Talking about the decisions you will have to make is hard because that's where the bulk of the story is. In fact, most decisions would involve spoilers if I told you so you'll have to figure them out for yourself but it's important to note that almost every decision has some result in this game and you may not always like the result but you have to respect the honesty. You may have saved a character only to see them sacrifice themselves at a point where you have absolutely no control over it (meaning that it was decided before the game started based on your previous decisions). You'll find that in a lot of cases, even the decisions that you know are the "good" choices aren't the ones you want to make. Will you let a few die to save many? What if that will mean the death of one of the previously important plot characters? There are many truly difficult decisions to make and it'll make for a lot of variety depending on who plays the game.

In many cases, there are multiple choices that factor into the result so don't expect completely linear cause and effect. There are lots of gray areas between everyone lives and everyone dies and it's not uncommon for you to see these types of outcomes. All in all, you will not be particularly disappointed in the outcomes of things because you made the choices. You may have chosen to inspire some people and they may have acted in a brave heroic way that results in their death but deaths are generally never pointless and almost always due to your choices. For instance, if you hadn't been such an inspiring example, that person may not have acted so bravely and might have survived (though frequently at some other cost).

The multiplayer takes the form of co-op and is actually tied into the main game. As you play the main campaign, you will acquire "War Assets" which come out to a numerical score of your military strength. However, without playing the multiplayer, these War Assets will only come out to 50% effectiveness meaning that you only get half of that number (which affects your ending). It is (supposedly) possible to get the best ending without playing the multiplayer though I have to imagine it's rather difficult because at 50%, it's going to take a lot of points to make that mark.

The multiplayer raises that percentage. If you play it frequently, you can increase one or all of those numbers to near 100%. It doesn't take a particularly long time to do and the multiplayer is actually rather enjoyable. You'll play as a squad of four people and must fend off waves of enemies while occasionally accomplishing various side objectives. The game plays almost identically to the single player here except that you have players at your side and the pace is a little bit faster. As you play games, you will level up whichever class you were playing and each class levels up separately.
= = = = =
INSTRUCTIONS FOR THE TASK:
Please summarize the game review above in two sentences.

INFORMATION SUPPLIED:
= = = = =
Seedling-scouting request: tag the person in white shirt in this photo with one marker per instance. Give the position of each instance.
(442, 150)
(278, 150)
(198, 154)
= = = = =
SOLUTION TO THIS PROBLEM:
Almost every decision in the game has some result, many are truly difficult, and outcomes often depend on several choices, so deaths are rarely pointless and usually trace back to what the player chose. The co-op multiplayer is tied to the main campaign: without it, the War Assets gathered in the campaign count at only 50% effectiveness, which affects the ending, while playing it often can raise them to near 100% through squad-of-four matches against waves of enemies.